+++ PASSAGE SHOWN +++

This is the text of a message I was invited to send to a conference to be held February 24th through March 1st at Ahmadu Bello University in Nigeria.

Dear Friends:

I am so sorry I am not able to join you at Ahmadu Bello University, to take part in your conference “3 Decades+ of Popular Theatre/Theatre For Development Practice.” I am grateful to Jenks Okwori for the honor and pleasure of sending these words of thanks for your courage and dedication, and for the inspiration you have spread around the globe.



Six years ago, when Don Adams and I wrote the introduction to Community, Culture and Globalization, an anthology of essays on community cultural development by practitioners and thinkers from fifteen countries, we looked back to material on African popular theater we had collected in the late seventies and early eighties. I want to quote from this material at some length, for reasons which will soon become clear. “In preparing this essay,” we wrote,

"[W]e retrieved from our archives a thick folder of documents from the Third World Popular Theatre Network, a now-defunct international alliance that published its first newsletter -- composed on an electric typewriter -- in January 1982. Some readers may not recall the difficulty of international networking in the years before the advent of the Internet. Some of these archival materials are tissue carbon copies or hand-written letters; still others are mimeographed. All were received by post operating at the snail-like pace of the international mails of two decades ago. The obstacles were formidable: it took a year to compose and circulate the newsletter’s first two issues. But around the globe -- most actively in Asia and Africa -- practitioners of Theater for Development struggled to document and share what they had experienced.

"Where conditions permitted work to develop, itinerant theater programs grew out of universities, community organizations and development agencies: Laedza Batanani in Botswana, programs directed at farmers emerging from Ahmadu Bello University in northern Nigeria, the impressively ambitious programs of PETA (still going strong and represented in the present volume by Maribel Legarda), Sistren in Jamaica. Even in its earliest days, Theater for Development’s powerful ambitions emerged side-by-side with its populist critique:

"'Chikwakwa Theatre and Theatre-for-Development attempted to take theatre to the marginalized groups of Zambian society but they have not been able to convert theatre into a tool which popular groups and organizations can use in challenging oppression and victimization in Zambian society. Theatre for Development remains a means for imposing technocratic solutions on the rural and urban poor rather than a tool for analyzing the class contradictions in Zambian society and the real sources of urban and rural poverty.' (1)

"Holding their own work to this challenging standard, every accomplishment of the international network was matched by a painful setback. Partners from India, Bangladesh, Nigeria, Zambia and the Philippines, aided by first-world partners, pulled off an 'Asia--Africa Popular Theatre Dialogue' in Bangladesh in February 1983. The statement adopted by participants called for many of the same elements of support that community cultural development practitioners still feel are needed to advance their work, including 'Popular theatre networks ... at national, regional, and inter-regional levels.' (2)

+++ MATERIAL FOR THIS TASK +++

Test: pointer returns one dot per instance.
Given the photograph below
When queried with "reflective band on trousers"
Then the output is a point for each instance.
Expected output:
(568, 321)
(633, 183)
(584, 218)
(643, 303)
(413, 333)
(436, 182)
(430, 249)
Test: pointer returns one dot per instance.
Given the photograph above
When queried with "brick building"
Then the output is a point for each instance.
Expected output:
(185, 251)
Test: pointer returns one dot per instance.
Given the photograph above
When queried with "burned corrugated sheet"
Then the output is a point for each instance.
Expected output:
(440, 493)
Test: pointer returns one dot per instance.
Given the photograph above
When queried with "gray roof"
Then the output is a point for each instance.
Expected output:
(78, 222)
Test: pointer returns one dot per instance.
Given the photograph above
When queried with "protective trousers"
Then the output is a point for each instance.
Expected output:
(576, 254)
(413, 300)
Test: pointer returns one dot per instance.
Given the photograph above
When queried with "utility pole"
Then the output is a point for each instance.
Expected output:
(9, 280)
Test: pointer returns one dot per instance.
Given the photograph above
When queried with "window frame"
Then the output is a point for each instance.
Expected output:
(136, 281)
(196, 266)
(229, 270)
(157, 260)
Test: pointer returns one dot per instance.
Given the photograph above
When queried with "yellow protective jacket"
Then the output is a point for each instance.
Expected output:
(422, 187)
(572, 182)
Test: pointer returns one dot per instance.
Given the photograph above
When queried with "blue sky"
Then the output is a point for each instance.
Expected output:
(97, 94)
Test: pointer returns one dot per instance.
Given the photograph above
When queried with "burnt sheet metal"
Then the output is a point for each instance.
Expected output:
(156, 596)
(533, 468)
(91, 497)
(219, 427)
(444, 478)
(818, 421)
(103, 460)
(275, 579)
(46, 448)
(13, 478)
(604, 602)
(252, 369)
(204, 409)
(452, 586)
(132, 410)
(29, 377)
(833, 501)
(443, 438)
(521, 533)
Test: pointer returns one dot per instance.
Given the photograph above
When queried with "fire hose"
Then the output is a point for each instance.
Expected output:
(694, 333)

+++

DIRECTIVES.
a. Count the lines in the records that contain the string "sheet", and reply with the number alone.
b. Write a continuation of the letter about Theater for Development, beginning right after its last sentence.

RESPONSE LIST.
a. 2

b.
"Next to this statement in our file is a bright green flyer urging recipients to send cables to Philippine President Ferdinand Marcos to express concern at the disappearance of Karl Gaspar, a pioneering popular-theater worker. During the two years when Gaspar was held in military detention in the early ’80s, international attention was focused on his situation through the efforts of the network; in 1984, for example, he received the J. Roby Kidd Award of the Toronto-based International Council for Adult Education. Next in the file is a rumpled, fawn-colored paper dated 1983 addressed to President Daniel Arap Moi of Kenya and other government officials; it exhorts them to release political prisoners and end repression against groups such as the theater of the Kamiriithu Community Educational and Cultural Centre, home base of the imprisoned and exiled playwright N’gugi Wa Thiongo, now Erich Maria Remarque Professor of Languages at New York University." (3)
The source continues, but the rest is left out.